— start Given passage —

# libraries and corpus

In [1]:
import numpy as np
import pickle
import re
from copy import copy
from bisect import bisect_left

# tensorflow
import tensorflow as tf
from tensorflow.keras.models import Model
from tensorflow.keras.preprocessing.text import Tokenizer
from tensorflow.keras.preprocessing.sequence import pad_sequences
from tensorflow.keras.layers import LSTM, Input, Dense, Embedding
from tensorflow.keras.utils import to_categorical, plot_model

In [2]:
!wget http://www.manythings.org/anki/pes-eng.zip
!unzip pes-eng.zip

--2021-04-10 05:51:14--  http://www.manythings.org/anki/pes-eng.zip
Resolving www.manythings.org (www.manythings.org)... 104.21.55.222, 172.67.173.198, 2606:4700:3031::6815:37de, ...
Connecting to www.manythings.org (www.manythings.org)|104.21.55.222|:80... connected.
HTTP request sent, awaiting response... 200 OK
Length: 112927 (110K) [application/zip]
Saving to: ‘pes-eng.zip’


2021-04-10 05:51:15 (236 KB/s) - ‘pes-eng.zip’ saved [112927/112927]

Archive:  pes-eng.zip
  inflating: _about.txt              
  inflating: pes.txt                 


In [3]:
file_path = 'pes.txt'
text_file = open('pes.txt', 'r', encoding='utf-8')

# text pre-processing

In [4]:
eng_signs = '?!;()'
# eng_signs = '!"#$%&()*+,-./:;<=>?@[\\]^_`{|}~\t\n'
fa_signs = '،؟!؛()٪'
eng_list = []
fa_list = []
for line in text_file:
  # remove useless part of sentences
  line = re.sub('CC-BY(.*)','',line)
  # change text to lower case
  line = line.lower()
  # split english and persian sentence
  line_split = line.strip().split('\t')
  eng = line_split[0]
  fa = line_split[1]
  # replace english signs with single point sign
  for sign in eng_signs:
    eng = eng.replace(sign, '.')
    
  # replace persian signs with single point sign
  for sign in fa_signs:
    fa = fa.replace(sign, '.')
  
  # replace numbers and clock with tag
  eng = re.sub('[0-9]+(|:)[0-9]+','<number>',eng)
  fa = re.sub('[0-9]+(|:)[0-9]+','<عدد>',fa)
  # replace other signs
  eng = eng.replace(':', ' ')
  fa = fa.replace(':', ' ')
  eng = eng.replace(',', '')
  eng = eng.replace('"',' ')
  fa = fa.replace('،', ' ')
  fa = fa.replace('«', ' ')
  fa = fa.replace('»', ' ')
  fa = fa.replace('"', ' ')
  # replace half-space
  fa = fa.replace('\u200c',' ')
  fa = fa.replace('\xa0',' ')
  # replace duplicate whitespaces
  fa = re.sub(' +', ' ', fa)
  eng = re.sub(' +', ' ', eng)
  
  # get eng sentence
  eng = eng.strip().split('.')[0]
  # get translations from persian
  for tr in fa.strip().split('.'):
    if tr != '':
      eng_list.append(eng)
      fa_list.append(tr.strip())

# encoder input

In [5]:
# encoder tokenizer (oov_token is for unknown words)

— end Given passage —
— start Material —

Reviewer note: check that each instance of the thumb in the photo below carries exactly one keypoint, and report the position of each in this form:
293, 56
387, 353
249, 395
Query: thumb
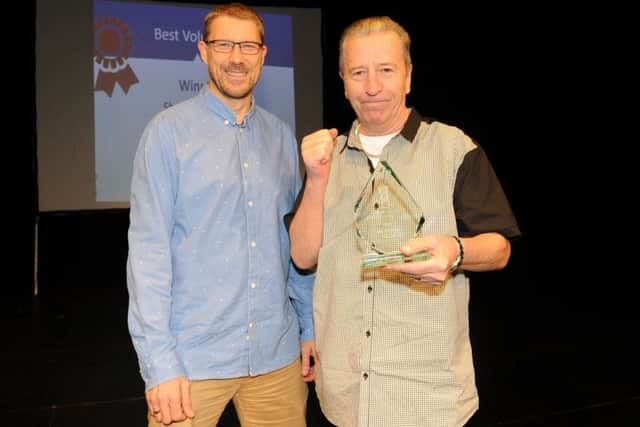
186, 398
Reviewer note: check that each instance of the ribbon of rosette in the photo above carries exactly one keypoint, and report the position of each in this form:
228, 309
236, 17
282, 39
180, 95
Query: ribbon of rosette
112, 45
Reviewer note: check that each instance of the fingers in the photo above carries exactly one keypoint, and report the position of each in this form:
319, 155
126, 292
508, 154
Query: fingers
186, 399
316, 148
165, 401
309, 358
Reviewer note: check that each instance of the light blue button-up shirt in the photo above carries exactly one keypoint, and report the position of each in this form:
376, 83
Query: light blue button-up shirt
213, 293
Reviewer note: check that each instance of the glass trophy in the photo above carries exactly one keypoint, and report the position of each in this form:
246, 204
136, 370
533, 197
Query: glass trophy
386, 216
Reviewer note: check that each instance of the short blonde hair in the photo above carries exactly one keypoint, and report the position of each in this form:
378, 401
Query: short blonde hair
376, 24
234, 10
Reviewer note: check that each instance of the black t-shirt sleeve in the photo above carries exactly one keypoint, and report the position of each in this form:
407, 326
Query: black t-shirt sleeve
479, 200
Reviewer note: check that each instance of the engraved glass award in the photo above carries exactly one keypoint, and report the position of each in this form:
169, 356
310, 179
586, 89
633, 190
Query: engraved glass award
386, 216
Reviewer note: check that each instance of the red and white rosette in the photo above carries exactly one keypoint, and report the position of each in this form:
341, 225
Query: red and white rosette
112, 45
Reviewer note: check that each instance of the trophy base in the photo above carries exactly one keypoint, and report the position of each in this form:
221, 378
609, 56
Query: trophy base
377, 260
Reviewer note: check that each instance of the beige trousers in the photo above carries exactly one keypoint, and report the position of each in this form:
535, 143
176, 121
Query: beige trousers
278, 398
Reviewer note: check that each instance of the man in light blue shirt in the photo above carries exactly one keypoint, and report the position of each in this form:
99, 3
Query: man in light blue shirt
217, 312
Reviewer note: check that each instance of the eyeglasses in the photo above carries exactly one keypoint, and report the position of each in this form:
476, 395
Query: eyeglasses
226, 46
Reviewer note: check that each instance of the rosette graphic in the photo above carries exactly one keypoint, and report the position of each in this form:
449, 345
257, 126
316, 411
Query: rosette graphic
112, 45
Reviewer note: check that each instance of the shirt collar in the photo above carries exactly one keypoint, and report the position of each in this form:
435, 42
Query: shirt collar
220, 108
409, 130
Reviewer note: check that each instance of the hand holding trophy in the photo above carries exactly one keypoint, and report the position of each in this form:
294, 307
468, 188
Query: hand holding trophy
386, 216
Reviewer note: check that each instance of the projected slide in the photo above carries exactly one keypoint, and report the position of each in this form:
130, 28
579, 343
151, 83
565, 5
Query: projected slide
146, 59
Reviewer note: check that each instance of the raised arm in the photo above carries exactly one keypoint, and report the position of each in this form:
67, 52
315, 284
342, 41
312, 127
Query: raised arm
306, 226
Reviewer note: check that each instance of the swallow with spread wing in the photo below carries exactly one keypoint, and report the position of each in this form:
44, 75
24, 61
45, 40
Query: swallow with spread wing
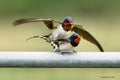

— end Material —

**Brief 1**:
Copy the part of the notebook starting with "# replace numbers" and going on through "fa.replace('،', ' ')".
**Brief 2**:
Repeat the rows starting with the line with "Reviewer note: check that each instance of the shirt" and going on through the last line of the rows, and leave the pictures out.
The notebook and the rows are unrelated material.

**Worked answer 1**:
# replace numbers and clock with tag
  eng = re.sub('[0-9]+(|:)[0-9]+','<number>',eng)
  fa = re.sub('[0-9]+(|:)[0-9]+','<عدد>',fa)
  # replace other signs
  eng = eng.replace(':', ' ')
  fa = fa.replace(':', ' ')
  eng = eng.replace(',', '')
  eng = eng.replace('"',' ')
  fa = fa.replace('،', ' ')

**Worked answer 2**:
Reviewer note: check that each instance of the shirt collar in the photo above carries exactly one keypoint, and report the position of each in this form:
435, 42
Query: shirt collar
220, 108
409, 130
Reviewer note: check that each instance of the hand holding trophy in the photo above carries exactly one keypoint, and report the position of each in this form:
294, 307
468, 188
Query: hand holding trophy
386, 216
Reviewer note: check that each instance of the projected slide in the photo above carries exactly one keypoint, and report the position of each in this form:
130, 28
579, 343
151, 83
565, 5
Query: projected slide
146, 59
Reviewer note: check that each instance of the raised arm in the photo above carries exactly one keypoint, and report the position of each in this form:
67, 52
315, 284
342, 41
312, 127
Query: raised arm
306, 226
Reviewer note: check that each instance of the swallow with spread wing in the photo below carries exactly one keypoint, and report the position of each in this form:
44, 75
24, 61
45, 40
Query: swallow with spread wing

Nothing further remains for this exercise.